_Uit te voeren:_
Kun je alles van de regel met "dry leaf present in the scene above." tot en met de regel met "[304,271,351,340]" herschalen? Geef die regels opnieuw, verzoeken inbegrepen, met elke coördinaat in de antwoorden vermenigvuldigd met 1,25 en afgerond op hele getallen, waarbij halven naar boven gaan.

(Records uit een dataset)

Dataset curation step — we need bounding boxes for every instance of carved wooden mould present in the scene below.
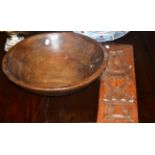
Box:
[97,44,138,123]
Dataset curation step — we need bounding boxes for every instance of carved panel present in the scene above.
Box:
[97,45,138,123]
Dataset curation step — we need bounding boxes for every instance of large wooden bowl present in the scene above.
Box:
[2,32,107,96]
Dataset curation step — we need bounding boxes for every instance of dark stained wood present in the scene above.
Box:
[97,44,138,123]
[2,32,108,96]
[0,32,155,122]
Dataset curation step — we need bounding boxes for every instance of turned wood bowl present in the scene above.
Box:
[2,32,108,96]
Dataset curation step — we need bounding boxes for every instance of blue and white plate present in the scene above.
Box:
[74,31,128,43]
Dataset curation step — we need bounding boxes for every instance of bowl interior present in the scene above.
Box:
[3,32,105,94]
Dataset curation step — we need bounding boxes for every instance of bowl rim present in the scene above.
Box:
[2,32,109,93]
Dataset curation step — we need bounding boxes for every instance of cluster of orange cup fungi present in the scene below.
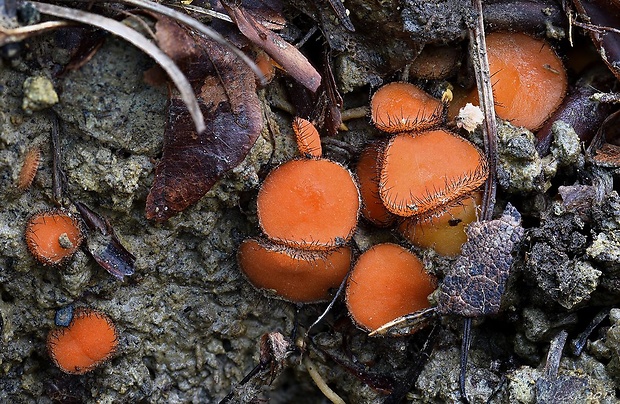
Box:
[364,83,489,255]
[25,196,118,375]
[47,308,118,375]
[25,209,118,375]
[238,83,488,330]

--

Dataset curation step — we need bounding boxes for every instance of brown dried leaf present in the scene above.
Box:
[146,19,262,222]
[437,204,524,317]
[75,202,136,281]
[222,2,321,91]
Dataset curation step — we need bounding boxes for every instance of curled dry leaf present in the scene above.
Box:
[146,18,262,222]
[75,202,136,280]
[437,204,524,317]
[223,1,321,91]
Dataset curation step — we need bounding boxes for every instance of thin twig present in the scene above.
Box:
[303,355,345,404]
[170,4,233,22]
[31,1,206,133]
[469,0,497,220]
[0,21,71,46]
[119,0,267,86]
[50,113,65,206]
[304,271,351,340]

_Uitwerking opdracht:_
Dataset curation step — we need bounding boxes for every instance of curled dry leaf present in the scene above.
Box:
[183,23,328,278]
[94,253,170,350]
[546,255,655,396]
[279,1,401,114]
Dataset curation step — we need bounding boxes for every instance of thin twig present in the scene above.
Box:
[379,444,431,505]
[213,5,291,28]
[39,1,258,166]
[586,0,621,275]
[0,26,89,58]
[149,0,334,108]
[63,141,81,258]
[380,339,439,425]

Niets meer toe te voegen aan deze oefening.